- **Consigne**: Recopiez sans rien changer le passage du témoignage de Brice Tandille qui va de « Publié le : 25 » à « travail du sol. ».

*** Extrait du texte ***

Témoignage : Brice Tandille. « Je ne remets pas mon système en cause pour le plaisir »

Publié le : 25 janvier 2019

Brice Tandille fait partie de ces paysans qui n’aiment la routine. Dans sa ferme, en Ille-et-Vilaine, il teste des techniques et s’aventure loin du ronron quotidien. Pas juste pour le plaisir de l’expérience, mais pour améliorer son système, gagner en confort, en temps de travail et en rentabilité. Depuis l’hiver 2014 , il travaille avec un groupe sur le « maraîchage sur sol vivant », qui expérimente la culture des légumes sans aucun travail du sol.

Brice Tandille s’illumine quand il faut causer technique. « C’est mon truc, j’aime bien », dit-il. Regard bleu pénétrant, voix douce et posée, Brice est maraîcher en Ille-et-Vilaine. Ancien dessinateur médical, par curiosité scientifique, il avait déjà lu Steiner, Fukuoka et Rosch-Müller, avant de s’installer en 2009 à Mouazé, sur 1,7 ha.

*** Données fournies ***

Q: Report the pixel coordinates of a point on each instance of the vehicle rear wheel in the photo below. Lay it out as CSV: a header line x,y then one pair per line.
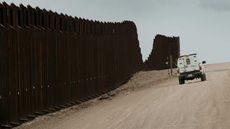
x,y
181,81
203,77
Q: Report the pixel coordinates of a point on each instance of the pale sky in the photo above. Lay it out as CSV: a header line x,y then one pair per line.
x,y
202,25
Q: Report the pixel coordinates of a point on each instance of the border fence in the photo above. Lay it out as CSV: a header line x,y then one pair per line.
x,y
164,48
49,60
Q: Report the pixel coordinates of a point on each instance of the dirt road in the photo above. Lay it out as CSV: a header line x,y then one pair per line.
x,y
162,105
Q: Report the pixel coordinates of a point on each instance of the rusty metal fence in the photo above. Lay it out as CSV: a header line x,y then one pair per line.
x,y
49,60
163,48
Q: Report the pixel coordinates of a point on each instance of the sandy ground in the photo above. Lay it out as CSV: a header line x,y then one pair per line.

***

- **Corrigé de l'exercice**:
Publié le : 25 janvier 2019

Brice Tandille fait partie de ces paysans qui n’aiment la routine. Dans sa ferme, en Ille-et-Vilaine, il teste des techniques et s’aventure loin du ronron quotidien. Pas juste pour le plaisir de l’expérience, mais pour améliorer son système, gagner en confort, en temps de travail et en rentabilité. Depuis l’hiver 2014 , il travaille avec un groupe sur le « maraîchage sur sol vivant », qui expérimente la culture des légumes sans aucun travail du sol.